• _What the exercise asks_: Reproduce the data below word for word, but leave out the pictures.

• _Location identification entries_:
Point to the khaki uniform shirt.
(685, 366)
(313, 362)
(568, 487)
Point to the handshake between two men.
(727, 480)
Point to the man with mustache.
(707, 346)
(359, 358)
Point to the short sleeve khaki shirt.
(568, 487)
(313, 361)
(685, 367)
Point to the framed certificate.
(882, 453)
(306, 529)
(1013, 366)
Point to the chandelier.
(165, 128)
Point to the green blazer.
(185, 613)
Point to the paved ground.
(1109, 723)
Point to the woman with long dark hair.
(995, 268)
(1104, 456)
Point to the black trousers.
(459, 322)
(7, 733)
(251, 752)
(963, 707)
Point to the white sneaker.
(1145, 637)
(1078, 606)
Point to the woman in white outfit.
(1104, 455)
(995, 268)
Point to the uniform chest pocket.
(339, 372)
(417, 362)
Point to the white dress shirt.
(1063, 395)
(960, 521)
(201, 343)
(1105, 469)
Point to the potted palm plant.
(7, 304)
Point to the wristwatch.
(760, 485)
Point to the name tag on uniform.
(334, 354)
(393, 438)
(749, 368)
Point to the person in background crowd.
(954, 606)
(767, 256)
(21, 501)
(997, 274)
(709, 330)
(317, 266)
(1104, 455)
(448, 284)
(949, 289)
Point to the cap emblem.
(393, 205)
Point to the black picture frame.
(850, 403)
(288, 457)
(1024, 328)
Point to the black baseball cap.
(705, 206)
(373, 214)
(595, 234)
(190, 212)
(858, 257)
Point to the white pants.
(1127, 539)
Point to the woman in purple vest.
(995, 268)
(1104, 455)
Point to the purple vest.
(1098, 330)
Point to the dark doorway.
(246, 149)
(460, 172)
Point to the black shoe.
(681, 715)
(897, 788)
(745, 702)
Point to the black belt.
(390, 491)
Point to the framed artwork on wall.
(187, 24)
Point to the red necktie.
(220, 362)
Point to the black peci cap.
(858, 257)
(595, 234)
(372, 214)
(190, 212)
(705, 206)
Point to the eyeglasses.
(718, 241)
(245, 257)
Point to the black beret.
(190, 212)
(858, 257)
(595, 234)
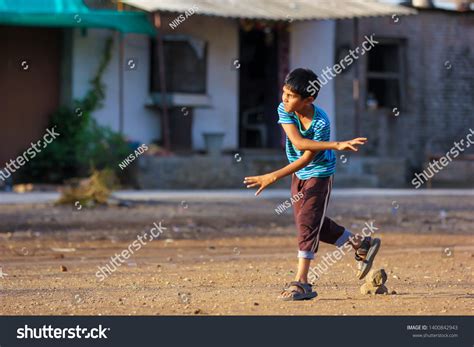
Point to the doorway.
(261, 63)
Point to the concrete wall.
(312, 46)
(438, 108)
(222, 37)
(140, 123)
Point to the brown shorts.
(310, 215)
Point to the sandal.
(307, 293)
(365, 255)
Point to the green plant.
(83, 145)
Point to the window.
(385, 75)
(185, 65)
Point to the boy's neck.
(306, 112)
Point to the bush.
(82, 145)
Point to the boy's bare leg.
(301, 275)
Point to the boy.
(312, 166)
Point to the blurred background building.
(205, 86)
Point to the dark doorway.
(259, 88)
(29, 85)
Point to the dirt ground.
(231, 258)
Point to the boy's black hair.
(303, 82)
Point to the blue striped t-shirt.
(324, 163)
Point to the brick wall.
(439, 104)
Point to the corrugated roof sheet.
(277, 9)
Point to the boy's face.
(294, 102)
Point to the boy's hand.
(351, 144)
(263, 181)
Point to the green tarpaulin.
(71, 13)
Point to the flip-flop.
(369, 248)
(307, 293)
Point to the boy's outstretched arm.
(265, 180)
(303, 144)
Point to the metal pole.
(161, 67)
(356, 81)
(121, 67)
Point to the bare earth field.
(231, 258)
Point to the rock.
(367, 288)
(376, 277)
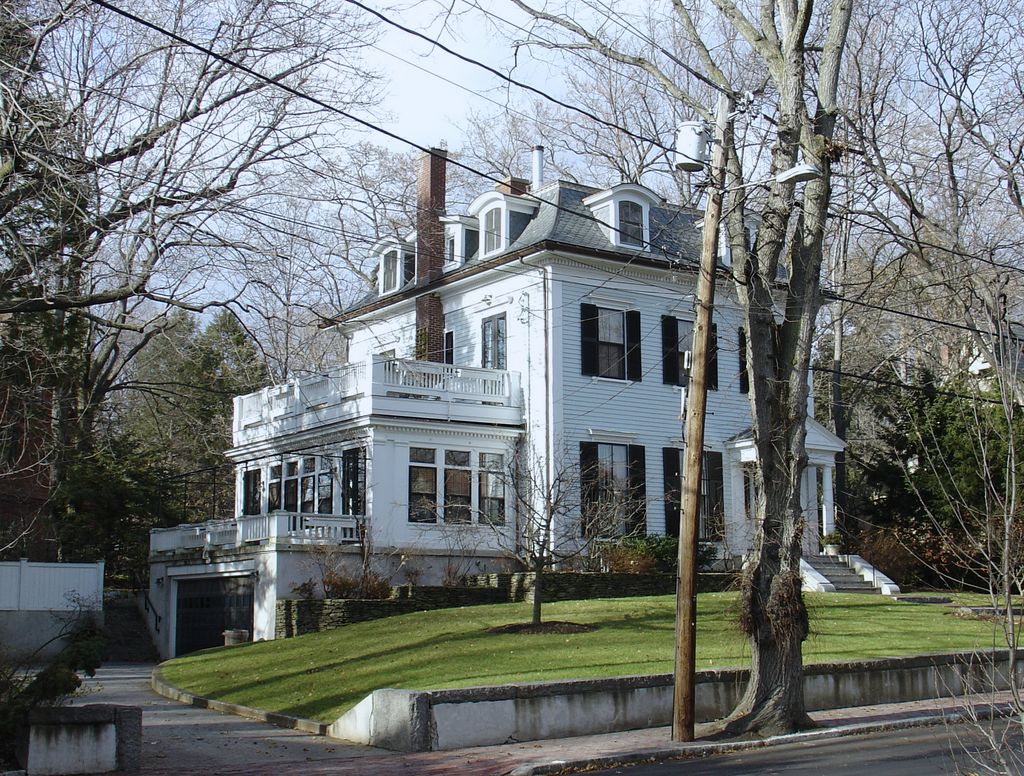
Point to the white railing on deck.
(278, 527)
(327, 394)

• _Complete answer_:
Point to the khaki uniform shirt.
(685, 366)
(313, 362)
(568, 487)
Point to the handshake between two men.
(727, 480)
Point to the man with mustache.
(707, 346)
(359, 358)
Point to the short sleeve khaki shirt.
(568, 487)
(313, 361)
(685, 367)
Point to the framed certificate.
(882, 453)
(306, 529)
(1013, 366)
Point to the chandelier.
(165, 128)
Point to the green blazer.
(185, 613)
Point to the paved ground.
(1109, 723)
Point to the woman with long dark hair.
(995, 268)
(1104, 456)
Point to the black trousers.
(459, 322)
(7, 733)
(251, 752)
(963, 707)
Point to the white sneaker.
(1145, 637)
(1078, 606)
Point to the woman in white outfit.
(1104, 455)
(995, 268)
Point to the uniform chest pocket.
(339, 372)
(417, 362)
Point to the white dress shirt.
(1063, 395)
(960, 521)
(201, 343)
(1105, 469)
Point to the potted palm plant.
(7, 304)
Point to the wristwatch.
(760, 485)
Point to the name tag on uniform.
(334, 354)
(393, 438)
(749, 368)
Point to the person in background crowd.
(954, 606)
(767, 256)
(21, 501)
(997, 274)
(709, 330)
(317, 266)
(1104, 455)
(448, 284)
(949, 289)
Point to the cap emblem.
(393, 205)
Point to the black picture frame.
(850, 403)
(288, 457)
(1024, 328)
Point to the black baseball cap.
(705, 206)
(373, 214)
(595, 234)
(190, 212)
(858, 257)
Point to the white pants.
(1127, 539)
Point to the woman in purple vest.
(995, 268)
(1104, 455)
Point to the purple vest.
(1098, 330)
Point to the dark doorway.
(246, 149)
(460, 172)
Point to the black shoe.
(681, 715)
(897, 788)
(745, 702)
Point to the black belt.
(390, 491)
Point to the framed artwork on wall.
(187, 24)
Point to the red necktie.
(220, 362)
Point to the black peci cap.
(858, 257)
(595, 234)
(372, 214)
(190, 212)
(705, 206)
Point to the eyeglasses.
(718, 241)
(245, 257)
Point to the black beret.
(190, 212)
(858, 257)
(595, 234)
Point to the doorway.
(261, 63)
Point to the concrete wall.
(312, 46)
(438, 108)
(222, 37)
(140, 123)
Point to the brown shorts.
(310, 215)
Point to the sandal.
(307, 293)
(365, 255)
Point to the green plant.
(83, 145)
Point to the window.
(385, 75)
(185, 65)
Point to the boy's neck.
(306, 112)
Point to the bush.
(82, 145)
Point to the boy's bare leg.
(301, 275)
Point to the boy.
(312, 166)
Point to the blurred background building.
(205, 86)
Point to the dark doorway.
(259, 88)
(29, 85)
Point to the dirt ground.
(231, 258)
Point to the boy's black hair.
(303, 82)
Point to the blue striped t-shirt.
(324, 163)
Point to the brick wall.
(439, 104)
Point to the corrugated roof sheet.
(277, 9)
Point to the boy's face.
(294, 102)
Point to the boy's hand.
(351, 144)
(263, 181)
Point to the green tarpaulin.
(71, 13)
Point to the flip-flop.
(369, 248)
(307, 293)
Point to the boy's outstretched arm.
(265, 180)
(303, 144)
Point to the metal pole.
(161, 67)
(356, 81)
(121, 67)
Point to the bare earth field.
(231, 258)
Point to the rock.
(367, 288)
(376, 277)
Point to the white railing on deck.
(278, 527)
(327, 394)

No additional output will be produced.